*Data section*.
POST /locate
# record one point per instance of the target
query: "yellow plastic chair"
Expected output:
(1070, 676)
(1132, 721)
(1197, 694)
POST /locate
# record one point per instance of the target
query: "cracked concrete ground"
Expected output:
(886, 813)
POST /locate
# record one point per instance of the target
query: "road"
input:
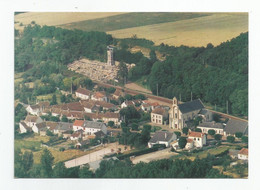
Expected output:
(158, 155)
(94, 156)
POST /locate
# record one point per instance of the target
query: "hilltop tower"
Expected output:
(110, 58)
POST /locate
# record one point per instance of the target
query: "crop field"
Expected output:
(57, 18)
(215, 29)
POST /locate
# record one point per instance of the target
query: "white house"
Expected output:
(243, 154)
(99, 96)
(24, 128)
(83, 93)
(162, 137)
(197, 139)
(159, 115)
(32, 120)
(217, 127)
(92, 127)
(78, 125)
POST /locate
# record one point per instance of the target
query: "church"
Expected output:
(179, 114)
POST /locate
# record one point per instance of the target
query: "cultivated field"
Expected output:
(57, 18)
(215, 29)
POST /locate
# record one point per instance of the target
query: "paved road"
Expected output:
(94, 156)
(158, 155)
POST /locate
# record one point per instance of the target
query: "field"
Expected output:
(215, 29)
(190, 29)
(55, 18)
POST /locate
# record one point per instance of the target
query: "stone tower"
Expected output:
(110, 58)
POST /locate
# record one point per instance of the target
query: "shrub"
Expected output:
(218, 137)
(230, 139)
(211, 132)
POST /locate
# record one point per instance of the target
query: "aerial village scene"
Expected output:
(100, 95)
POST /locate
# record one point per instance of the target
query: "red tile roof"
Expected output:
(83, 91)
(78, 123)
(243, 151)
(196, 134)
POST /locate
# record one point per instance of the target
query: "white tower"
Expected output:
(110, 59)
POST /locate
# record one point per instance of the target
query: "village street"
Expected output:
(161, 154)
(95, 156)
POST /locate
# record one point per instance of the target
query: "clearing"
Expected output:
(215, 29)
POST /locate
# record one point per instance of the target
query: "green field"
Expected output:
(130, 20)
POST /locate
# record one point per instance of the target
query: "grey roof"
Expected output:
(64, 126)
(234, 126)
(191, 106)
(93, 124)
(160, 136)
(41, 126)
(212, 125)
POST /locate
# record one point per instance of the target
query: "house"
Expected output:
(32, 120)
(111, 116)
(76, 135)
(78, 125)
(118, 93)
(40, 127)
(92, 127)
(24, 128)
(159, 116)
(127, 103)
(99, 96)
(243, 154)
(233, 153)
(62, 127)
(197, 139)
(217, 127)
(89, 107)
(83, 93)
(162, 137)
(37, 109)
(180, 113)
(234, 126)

*Required task*. Repeat the listing in full and exactly. Do not include any images.

*Output of the exercise*.
POST /locate
# record one point per instance of the target
query: "yellow plastic chair"
Expected output:
(1070, 676)
(1132, 721)
(1197, 694)
POST /locate
# record one point per instance of the target
query: "cracked concrete ground"
Expected output:
(886, 813)
POST /locate
# record one point per instance of the target
query: "road"
input:
Expected output:
(158, 155)
(94, 156)
POST /locate
# record one point per instance of the target
query: "hilltop tower"
Expected output:
(110, 58)
POST /locate
# record one point per instance of the target
query: "crop field"
Expected output:
(57, 18)
(215, 29)
POST /locate
# record one point per instance of the target
query: "white house"
Expected output:
(243, 154)
(99, 96)
(24, 128)
(83, 93)
(162, 137)
(197, 139)
(159, 115)
(32, 120)
(217, 127)
(92, 127)
(78, 125)
POST /locate
# record one point per instance of the target
query: "church"
Expected output:
(179, 114)
POST /locate
# record one point per instance of the target
query: "cultivated field"
Expected output:
(57, 18)
(215, 29)
POST /locate
# record one point per instance of the target
query: "paved road"
Expected output:
(94, 156)
(158, 155)
POST /locate
# record one point per instance of the target
query: "field"
Expected output:
(215, 29)
(190, 29)
(55, 18)
POST /locate
# record one point per instance of the target
query: "stone tower"
Expected output:
(110, 58)
POST /locate
# record one point per instance of the target
query: "shrub"
Expected output:
(218, 137)
(230, 139)
(211, 132)
POST /locate
# record one point per instance of the target
query: "aerial village scene"
Expected output:
(100, 95)
POST /locate
# record one point per instance of the target
query: "red tile roof"
Expected output:
(83, 91)
(78, 123)
(243, 151)
(196, 134)
POST /locate
# record one point per instance of the target
query: "white tower"
Expected output:
(110, 59)
POST /locate
# record one point per instance of the target
query: "village street"
Expected output:
(161, 154)
(95, 156)
POST /locate
# record one point per instance of the target
query: "clearing"
Expected output:
(215, 29)
POST /locate
# record one point per instance of the target
query: "green field"
Expected output:
(130, 20)
POST /locate
# record one point per instance of the target
query: "grey roof"
Expected output:
(64, 126)
(234, 126)
(191, 106)
(93, 124)
(160, 136)
(41, 126)
(212, 125)
POST /locate
# record one point per instance of the target
query: "house"
Expected output:
(32, 120)
(111, 116)
(76, 135)
(78, 125)
(118, 93)
(40, 127)
(92, 127)
(24, 128)
(159, 116)
(127, 103)
(99, 96)
(243, 154)
(233, 153)
(62, 127)
(197, 139)
(217, 127)
(89, 107)
(83, 93)
(162, 137)
(37, 109)
(180, 113)
(234, 126)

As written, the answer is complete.